------ Provided passage ------
The sad and untimely death in May 2004 of Larry McBride deprived Irish studies, and in particular modern Irish history, of a productive and popular scholar. His substantial body of individual publications, together with his work as an industrious editor of essay collections and organiser of conferences, will ensure that his reputation will endure as an historian with an impressive command of Irish and Irish-American history. More than that, McBride was an historian who was refreshingly willing to engage new perspectives and methodologies and fresh currents of enquiry, not least currents that conjoined approaches and discourses from several disciplines.

The volume under review is the second collection of essays edited by McBride that addresses the representation of national identity in nineteenth- and early-twentieth- century Ireland. The first volume, Images, Icons and the Irish Nationalist Imagination (1999), [End Page 167] concerned a variety of symbols of Irish nationalist identity. This second volume focuses on texts—and the dynamic contexts of their composition, dissemination, and reception—in the construction of Irish nationalist identity during the period of the Union (1801–1922). There are ten essays in the collection that, while not radically groundbreaking, cannot be dismissed as a summary reprise of findings offered by the authors at greater length elsewhere. The arguments advanced are soundly based on conventional historical evidence; a minority also engage theoretical and methodological questions.

The role of educational institutions in the construction and dissemination of written history features in several essays. Within formal educational structures, Colin Barr examines the discussion of history as a subject in university education, with particular reference to the views of the Catholic hierarchy. McBride's own essay provides a wealth of evidence (including valuable statistical evidence) on the teaching and learning of history in Irish schools (elementary and second level) in the period 1870–1922, while alerting the reader to more popular texts, including fiction, through which young Irish readers may have acquired a sense of their past or of key episodes that shaped it. The role of the nineteenth-century reading room, of nationalist newspapers, and of the summer colleges of the Gaelic League in the early twentieth century, in the dissemination of a version of Irish history and identity, are explored in essays by Paul Townend, Anne E. Kane, and Timothy G. McMahon, respectively.
------ Dataset excerpts ------
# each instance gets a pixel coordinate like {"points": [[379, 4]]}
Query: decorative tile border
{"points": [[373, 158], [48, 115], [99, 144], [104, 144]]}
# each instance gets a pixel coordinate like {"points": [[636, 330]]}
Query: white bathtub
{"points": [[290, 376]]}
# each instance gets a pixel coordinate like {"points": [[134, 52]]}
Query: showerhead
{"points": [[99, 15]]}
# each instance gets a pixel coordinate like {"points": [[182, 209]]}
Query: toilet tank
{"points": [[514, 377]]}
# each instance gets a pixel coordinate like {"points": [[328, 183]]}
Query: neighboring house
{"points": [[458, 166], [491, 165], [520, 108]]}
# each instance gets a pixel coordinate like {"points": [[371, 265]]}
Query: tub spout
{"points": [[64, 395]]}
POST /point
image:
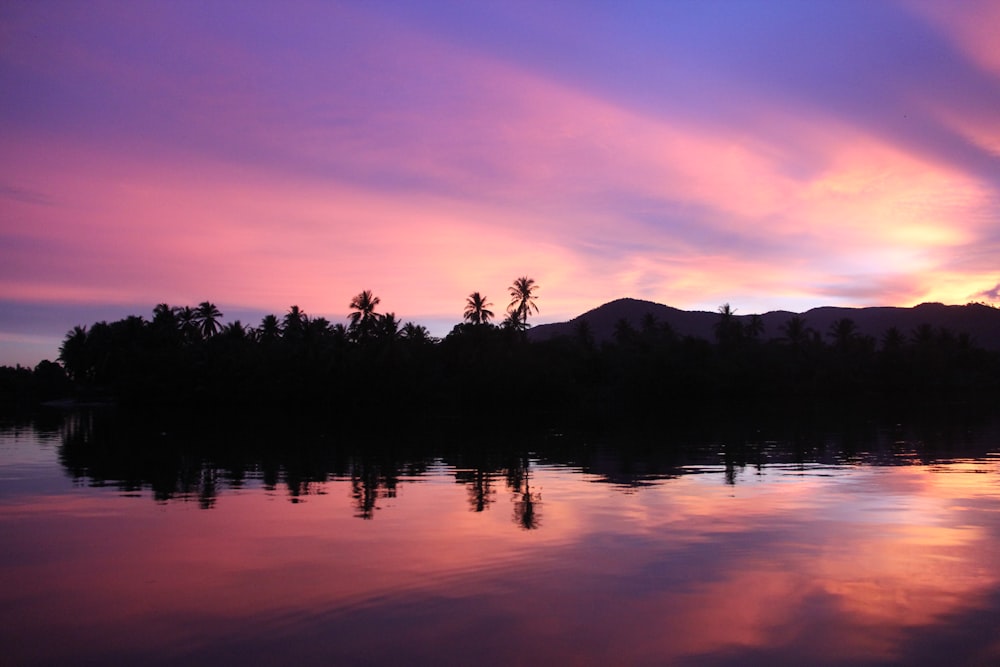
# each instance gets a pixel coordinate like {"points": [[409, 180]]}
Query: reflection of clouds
{"points": [[836, 562]]}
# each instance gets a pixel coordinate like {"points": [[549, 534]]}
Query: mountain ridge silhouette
{"points": [[980, 321]]}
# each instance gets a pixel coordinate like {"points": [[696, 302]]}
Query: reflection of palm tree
{"points": [[269, 329], [364, 316], [207, 318], [477, 309], [522, 300], [526, 502]]}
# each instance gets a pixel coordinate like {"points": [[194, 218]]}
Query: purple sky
{"points": [[772, 155]]}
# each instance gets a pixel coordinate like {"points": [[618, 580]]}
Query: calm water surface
{"points": [[881, 547]]}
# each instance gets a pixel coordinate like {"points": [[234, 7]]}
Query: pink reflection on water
{"points": [[835, 564]]}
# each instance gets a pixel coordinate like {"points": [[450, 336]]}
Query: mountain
{"points": [[981, 322]]}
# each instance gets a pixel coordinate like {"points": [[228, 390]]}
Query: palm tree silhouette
{"points": [[187, 319], [522, 301], [294, 322], [73, 352], [364, 317], [477, 309], [207, 318], [416, 333], [269, 329]]}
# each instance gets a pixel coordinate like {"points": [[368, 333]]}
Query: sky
{"points": [[774, 155]]}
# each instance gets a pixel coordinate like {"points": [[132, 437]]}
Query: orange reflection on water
{"points": [[844, 563]]}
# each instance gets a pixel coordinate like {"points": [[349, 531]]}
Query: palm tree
{"points": [[187, 319], [269, 329], [364, 317], [388, 327], [477, 309], [207, 318], [164, 318], [728, 328], [416, 333], [522, 300], [294, 322]]}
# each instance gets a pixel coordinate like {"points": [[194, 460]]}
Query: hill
{"points": [[979, 321]]}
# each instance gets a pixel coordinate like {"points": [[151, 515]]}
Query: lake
{"points": [[857, 540]]}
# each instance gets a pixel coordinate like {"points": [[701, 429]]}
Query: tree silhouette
{"points": [[522, 301], [73, 353], [477, 309], [727, 329], [269, 329], [364, 317], [294, 322], [416, 333], [187, 319], [207, 317]]}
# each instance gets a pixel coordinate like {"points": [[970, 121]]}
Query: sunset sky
{"points": [[772, 155]]}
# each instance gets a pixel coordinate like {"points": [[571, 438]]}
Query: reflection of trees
{"points": [[479, 482], [372, 481], [526, 501]]}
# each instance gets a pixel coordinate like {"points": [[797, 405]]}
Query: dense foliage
{"points": [[187, 357]]}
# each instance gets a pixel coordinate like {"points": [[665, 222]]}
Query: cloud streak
{"points": [[771, 156]]}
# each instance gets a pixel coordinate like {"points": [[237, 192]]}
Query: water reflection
{"points": [[752, 548], [192, 462]]}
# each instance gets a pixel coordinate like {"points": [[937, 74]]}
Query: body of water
{"points": [[878, 546]]}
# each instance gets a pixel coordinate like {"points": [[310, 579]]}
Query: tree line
{"points": [[491, 373]]}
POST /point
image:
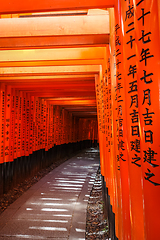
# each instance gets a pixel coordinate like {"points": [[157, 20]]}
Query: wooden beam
{"points": [[52, 54], [52, 70], [19, 6], [55, 26], [53, 41]]}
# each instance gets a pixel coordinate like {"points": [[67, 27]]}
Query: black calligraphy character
{"points": [[147, 117], [145, 54], [132, 70], [145, 76], [118, 52], [139, 2], [134, 117], [147, 96], [116, 28], [148, 136], [149, 157], [117, 41], [121, 157], [135, 145], [120, 132], [119, 76], [134, 100], [136, 159], [132, 27], [133, 86], [117, 63], [121, 145], [134, 55], [120, 122], [150, 175], [143, 37], [131, 41], [135, 130], [119, 110], [143, 15], [129, 12]]}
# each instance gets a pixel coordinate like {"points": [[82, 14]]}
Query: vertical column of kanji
------
→ Written exercise A:
According to the book review, in what month and year did Larry McBride die?
→ Written exercise B:
Proceed with the book review, picking up right after its final sentence.

→ Answer A:
May 2004

→ Answer B:
There are a number of predictable issues that arise in the context of these exercises in teaching history to the Irish through the medium of written texts. First, there is the matter of literacy in English. Here, despite some difficulties with self-reporting in the census, the evidence points clearly to a sharp rise in the second half of the nineteenth century in the reported ability of the Irish to read English: the figure in 1841 was forty-seven per cent (of persons over five years of age), but by 1911 it was eighty-eight per cent. Regional variations have implications that need further refinement (though Kane's essay touches on the issue), but newspaper circulation and anecdotal evidence support the general conclusion that by the later nineteenth century there was a strong appetite throughout Ireland for communication through the printed text. The ideological battleground for Irish nationalists, however, was the issue of what history ought to be taught—in the school curriculum or in school texts. Content as well as context was contested. How much of the history taught should be the history of the Irish people, and the particularity of their historical experience? Should the story of the Irish be simply a strand in the larger narrative of the great British Empire and its achievements? These debates, as one can imagine, were freighted with ideological and political assumptions and agendas. For many Irish nationalists, including those who refused to adopt the state-sanctioned curriculum and supported instead an independent network of schools, teaching history to the youth of Ireland should be principally teaching them Irish history, with the...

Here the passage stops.